> _INSTRUCTIONS TO FOLLOW_
Nothing but the lines from the one containing "# annotate each instance of the sunlit" through the one containing "# annotate each instance of the large", both included, should be given again, each exactly as written below.

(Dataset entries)
==========

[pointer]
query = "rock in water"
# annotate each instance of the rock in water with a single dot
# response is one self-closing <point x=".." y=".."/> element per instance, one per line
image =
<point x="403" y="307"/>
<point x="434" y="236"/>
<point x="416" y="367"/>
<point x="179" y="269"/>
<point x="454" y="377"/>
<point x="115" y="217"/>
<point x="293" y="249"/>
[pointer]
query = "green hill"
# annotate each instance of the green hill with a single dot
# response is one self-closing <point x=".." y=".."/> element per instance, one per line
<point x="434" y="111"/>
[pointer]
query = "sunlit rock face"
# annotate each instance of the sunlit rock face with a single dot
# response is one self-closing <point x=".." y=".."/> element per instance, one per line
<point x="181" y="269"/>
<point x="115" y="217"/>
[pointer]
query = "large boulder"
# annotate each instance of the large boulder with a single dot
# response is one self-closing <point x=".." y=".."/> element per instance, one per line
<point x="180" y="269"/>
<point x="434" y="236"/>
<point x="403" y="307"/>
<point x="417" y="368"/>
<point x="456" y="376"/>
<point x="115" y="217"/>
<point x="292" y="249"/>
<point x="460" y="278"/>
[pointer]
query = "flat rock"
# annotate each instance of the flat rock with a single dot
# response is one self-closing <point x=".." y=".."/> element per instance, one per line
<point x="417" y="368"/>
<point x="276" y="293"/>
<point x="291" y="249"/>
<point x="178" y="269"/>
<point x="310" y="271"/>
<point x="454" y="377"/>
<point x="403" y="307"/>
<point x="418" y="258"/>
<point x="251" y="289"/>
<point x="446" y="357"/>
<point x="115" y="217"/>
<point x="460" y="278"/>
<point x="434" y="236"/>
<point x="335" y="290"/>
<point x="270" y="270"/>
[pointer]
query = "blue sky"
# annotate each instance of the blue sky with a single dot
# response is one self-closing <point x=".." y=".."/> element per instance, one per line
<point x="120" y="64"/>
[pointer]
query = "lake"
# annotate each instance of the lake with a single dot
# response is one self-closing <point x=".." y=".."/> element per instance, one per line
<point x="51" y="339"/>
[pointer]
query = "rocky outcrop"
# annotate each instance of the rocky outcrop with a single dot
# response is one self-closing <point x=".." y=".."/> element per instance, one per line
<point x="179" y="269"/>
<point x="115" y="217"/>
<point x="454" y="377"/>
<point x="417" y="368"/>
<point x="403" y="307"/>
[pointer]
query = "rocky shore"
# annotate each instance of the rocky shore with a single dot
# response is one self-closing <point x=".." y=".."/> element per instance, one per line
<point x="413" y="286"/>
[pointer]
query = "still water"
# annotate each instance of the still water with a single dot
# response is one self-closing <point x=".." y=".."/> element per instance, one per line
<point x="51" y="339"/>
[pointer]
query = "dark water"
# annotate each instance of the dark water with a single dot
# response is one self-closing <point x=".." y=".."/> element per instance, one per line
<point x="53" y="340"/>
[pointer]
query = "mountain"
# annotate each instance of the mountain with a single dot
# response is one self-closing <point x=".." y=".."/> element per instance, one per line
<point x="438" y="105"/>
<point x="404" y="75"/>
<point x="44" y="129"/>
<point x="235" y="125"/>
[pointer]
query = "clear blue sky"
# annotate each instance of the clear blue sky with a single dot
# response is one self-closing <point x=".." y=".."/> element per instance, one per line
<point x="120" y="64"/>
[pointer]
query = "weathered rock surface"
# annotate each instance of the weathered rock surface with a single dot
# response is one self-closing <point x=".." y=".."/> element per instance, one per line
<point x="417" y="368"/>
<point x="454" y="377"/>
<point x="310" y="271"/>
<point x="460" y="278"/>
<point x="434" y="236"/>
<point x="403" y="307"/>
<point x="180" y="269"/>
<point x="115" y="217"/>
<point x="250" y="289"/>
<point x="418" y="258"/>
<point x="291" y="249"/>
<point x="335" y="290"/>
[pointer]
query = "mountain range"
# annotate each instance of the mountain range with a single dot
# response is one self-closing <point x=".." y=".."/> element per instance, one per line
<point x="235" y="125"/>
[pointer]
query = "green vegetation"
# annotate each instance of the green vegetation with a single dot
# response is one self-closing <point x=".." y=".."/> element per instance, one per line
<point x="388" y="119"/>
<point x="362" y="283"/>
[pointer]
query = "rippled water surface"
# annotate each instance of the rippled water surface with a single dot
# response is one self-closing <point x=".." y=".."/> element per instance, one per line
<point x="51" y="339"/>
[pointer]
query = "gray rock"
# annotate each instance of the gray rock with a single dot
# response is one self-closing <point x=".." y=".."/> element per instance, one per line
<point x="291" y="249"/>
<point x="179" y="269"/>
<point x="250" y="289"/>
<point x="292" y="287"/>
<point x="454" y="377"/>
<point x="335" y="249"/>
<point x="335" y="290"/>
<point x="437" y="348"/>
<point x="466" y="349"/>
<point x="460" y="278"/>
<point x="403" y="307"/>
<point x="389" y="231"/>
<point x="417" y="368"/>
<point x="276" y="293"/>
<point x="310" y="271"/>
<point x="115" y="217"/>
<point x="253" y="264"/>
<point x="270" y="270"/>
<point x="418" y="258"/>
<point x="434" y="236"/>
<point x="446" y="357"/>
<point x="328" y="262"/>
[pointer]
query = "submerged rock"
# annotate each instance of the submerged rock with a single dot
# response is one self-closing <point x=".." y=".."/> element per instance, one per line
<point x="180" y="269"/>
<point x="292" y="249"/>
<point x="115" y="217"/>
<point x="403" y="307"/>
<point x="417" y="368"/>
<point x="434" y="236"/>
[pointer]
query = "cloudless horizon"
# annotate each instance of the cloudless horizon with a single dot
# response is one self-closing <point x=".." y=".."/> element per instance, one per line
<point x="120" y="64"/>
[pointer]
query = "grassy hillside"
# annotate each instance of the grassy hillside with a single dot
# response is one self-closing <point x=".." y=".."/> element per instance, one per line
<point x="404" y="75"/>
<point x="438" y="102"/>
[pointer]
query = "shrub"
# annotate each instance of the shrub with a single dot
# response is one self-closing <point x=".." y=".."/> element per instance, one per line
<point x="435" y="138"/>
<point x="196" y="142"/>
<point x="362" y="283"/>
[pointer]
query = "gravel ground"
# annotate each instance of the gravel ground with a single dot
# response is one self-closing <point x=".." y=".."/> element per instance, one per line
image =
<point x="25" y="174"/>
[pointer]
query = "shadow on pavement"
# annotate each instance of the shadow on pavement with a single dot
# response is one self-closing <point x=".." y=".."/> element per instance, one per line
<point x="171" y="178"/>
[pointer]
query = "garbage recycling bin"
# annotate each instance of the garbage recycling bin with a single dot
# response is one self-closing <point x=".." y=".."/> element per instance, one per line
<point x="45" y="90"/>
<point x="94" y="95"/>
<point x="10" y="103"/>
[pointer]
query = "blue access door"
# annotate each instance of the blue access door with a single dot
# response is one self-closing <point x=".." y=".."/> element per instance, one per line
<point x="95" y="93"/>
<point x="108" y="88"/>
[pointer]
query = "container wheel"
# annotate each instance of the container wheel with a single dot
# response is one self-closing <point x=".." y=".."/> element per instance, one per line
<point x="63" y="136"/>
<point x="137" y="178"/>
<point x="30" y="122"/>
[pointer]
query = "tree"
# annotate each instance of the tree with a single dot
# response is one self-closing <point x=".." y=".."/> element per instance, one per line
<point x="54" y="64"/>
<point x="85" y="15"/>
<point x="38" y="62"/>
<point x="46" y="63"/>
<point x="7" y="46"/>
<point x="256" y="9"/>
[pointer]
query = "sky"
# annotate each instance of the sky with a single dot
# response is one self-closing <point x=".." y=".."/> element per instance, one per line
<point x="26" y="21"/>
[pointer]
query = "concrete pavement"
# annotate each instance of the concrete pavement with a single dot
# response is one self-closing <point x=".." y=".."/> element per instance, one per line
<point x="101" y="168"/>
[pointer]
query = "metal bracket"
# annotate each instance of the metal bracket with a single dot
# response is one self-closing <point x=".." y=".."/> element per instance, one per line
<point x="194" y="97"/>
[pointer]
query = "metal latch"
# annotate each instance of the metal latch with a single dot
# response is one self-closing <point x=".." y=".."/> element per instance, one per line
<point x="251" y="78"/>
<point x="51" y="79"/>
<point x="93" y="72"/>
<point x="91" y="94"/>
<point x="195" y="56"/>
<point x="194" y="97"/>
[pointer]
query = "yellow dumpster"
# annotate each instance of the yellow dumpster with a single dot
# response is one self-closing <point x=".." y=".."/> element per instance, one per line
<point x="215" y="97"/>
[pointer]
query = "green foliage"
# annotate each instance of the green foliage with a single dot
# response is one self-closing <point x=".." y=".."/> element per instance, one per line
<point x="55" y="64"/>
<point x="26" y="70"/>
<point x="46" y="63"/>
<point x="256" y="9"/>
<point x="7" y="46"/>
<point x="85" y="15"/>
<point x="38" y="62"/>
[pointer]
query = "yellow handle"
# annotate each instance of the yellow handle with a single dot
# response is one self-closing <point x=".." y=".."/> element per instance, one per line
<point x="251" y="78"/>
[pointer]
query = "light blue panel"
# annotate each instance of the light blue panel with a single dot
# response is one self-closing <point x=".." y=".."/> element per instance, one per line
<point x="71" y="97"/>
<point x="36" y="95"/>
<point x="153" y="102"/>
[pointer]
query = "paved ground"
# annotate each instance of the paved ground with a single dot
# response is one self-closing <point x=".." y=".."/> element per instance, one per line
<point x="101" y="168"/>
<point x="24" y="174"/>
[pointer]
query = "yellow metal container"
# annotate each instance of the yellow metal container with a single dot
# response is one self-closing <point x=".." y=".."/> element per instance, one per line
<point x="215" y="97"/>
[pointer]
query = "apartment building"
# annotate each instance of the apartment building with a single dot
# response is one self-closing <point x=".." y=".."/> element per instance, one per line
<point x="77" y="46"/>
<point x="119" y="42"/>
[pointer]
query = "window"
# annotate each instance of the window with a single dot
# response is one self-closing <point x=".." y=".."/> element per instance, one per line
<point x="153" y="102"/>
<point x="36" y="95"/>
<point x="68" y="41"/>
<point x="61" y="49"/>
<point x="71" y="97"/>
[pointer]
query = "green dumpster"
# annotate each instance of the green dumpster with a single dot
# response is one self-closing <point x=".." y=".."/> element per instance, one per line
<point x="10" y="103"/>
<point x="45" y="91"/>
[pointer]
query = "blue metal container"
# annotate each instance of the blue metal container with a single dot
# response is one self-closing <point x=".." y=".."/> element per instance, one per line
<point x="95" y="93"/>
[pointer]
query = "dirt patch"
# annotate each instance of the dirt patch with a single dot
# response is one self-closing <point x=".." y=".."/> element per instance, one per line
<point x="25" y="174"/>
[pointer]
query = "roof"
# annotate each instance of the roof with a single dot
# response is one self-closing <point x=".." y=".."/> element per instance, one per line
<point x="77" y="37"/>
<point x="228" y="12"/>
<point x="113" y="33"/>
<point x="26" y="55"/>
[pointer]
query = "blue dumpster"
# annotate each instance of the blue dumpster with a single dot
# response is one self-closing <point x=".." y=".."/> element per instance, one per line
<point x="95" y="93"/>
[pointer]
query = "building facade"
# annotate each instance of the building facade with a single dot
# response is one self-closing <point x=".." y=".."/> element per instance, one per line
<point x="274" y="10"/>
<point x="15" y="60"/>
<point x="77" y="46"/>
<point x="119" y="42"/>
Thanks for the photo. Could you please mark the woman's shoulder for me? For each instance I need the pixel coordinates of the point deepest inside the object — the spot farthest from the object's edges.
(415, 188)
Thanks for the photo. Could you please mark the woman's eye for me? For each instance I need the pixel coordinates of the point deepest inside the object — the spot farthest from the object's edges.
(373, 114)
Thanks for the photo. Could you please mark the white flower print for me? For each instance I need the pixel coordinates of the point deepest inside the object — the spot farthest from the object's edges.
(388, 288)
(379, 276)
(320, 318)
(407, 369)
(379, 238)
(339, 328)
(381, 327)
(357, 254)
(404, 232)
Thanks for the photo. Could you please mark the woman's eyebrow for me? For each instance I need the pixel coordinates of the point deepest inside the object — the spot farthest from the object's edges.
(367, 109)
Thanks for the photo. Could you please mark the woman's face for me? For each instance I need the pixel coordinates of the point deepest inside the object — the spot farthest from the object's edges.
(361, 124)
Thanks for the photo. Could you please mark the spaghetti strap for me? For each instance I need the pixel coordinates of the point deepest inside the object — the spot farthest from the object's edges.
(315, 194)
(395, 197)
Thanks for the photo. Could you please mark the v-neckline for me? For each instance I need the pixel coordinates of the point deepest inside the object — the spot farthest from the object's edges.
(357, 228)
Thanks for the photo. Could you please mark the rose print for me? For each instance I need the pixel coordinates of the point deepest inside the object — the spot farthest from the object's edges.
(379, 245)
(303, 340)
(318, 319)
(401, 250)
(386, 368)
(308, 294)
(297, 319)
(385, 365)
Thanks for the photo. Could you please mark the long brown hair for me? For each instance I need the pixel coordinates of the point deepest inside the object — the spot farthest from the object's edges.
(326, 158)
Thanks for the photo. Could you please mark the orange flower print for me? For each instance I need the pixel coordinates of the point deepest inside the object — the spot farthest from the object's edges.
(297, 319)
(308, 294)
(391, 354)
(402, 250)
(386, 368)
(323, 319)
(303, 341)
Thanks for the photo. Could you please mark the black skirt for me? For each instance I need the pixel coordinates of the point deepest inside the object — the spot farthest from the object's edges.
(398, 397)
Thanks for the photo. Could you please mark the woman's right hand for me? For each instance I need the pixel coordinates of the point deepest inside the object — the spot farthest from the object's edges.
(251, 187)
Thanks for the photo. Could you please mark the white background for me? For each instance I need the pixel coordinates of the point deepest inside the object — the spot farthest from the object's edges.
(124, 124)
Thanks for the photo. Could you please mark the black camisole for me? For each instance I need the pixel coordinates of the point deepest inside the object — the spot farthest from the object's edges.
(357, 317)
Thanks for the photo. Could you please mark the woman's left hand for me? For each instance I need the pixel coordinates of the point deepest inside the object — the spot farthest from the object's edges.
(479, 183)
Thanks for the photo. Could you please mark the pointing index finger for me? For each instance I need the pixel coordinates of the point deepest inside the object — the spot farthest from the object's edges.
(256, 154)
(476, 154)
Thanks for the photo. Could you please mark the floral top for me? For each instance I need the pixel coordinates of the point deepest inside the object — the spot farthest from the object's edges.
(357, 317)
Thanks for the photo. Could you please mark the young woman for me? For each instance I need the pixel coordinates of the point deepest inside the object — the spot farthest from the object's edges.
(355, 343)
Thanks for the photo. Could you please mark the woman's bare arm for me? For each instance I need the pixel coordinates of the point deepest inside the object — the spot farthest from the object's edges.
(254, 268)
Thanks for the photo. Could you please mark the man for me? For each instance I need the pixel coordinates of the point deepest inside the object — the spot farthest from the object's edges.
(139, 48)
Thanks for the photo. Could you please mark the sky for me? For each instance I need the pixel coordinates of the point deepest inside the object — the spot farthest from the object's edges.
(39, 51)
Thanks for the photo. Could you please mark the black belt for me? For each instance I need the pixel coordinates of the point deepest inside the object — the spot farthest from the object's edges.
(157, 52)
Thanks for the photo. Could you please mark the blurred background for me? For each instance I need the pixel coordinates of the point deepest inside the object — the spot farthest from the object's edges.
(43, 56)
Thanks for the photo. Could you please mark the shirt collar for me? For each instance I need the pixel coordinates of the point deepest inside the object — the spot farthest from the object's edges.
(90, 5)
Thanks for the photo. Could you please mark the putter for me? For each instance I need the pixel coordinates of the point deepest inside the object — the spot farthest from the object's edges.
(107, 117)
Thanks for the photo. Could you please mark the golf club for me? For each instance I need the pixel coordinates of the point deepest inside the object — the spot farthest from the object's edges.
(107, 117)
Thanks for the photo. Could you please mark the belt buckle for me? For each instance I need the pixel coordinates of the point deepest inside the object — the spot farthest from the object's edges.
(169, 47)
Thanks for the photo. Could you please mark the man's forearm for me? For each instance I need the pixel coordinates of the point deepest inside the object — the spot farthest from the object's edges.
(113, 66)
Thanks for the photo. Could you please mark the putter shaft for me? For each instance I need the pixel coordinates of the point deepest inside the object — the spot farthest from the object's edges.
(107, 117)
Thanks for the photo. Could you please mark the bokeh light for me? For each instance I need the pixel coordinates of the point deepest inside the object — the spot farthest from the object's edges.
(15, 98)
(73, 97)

==========

> _ANSWER TO THIS PROBLEM_
# annotate each instance of the sunlit rock face with a single dot
# response is one self-closing <point x=".." y=".."/> element per instance, one per line
<point x="181" y="269"/>
<point x="115" y="217"/>
[pointer]
query = "large boulder"
# annotate each instance of the large boulder with a single dot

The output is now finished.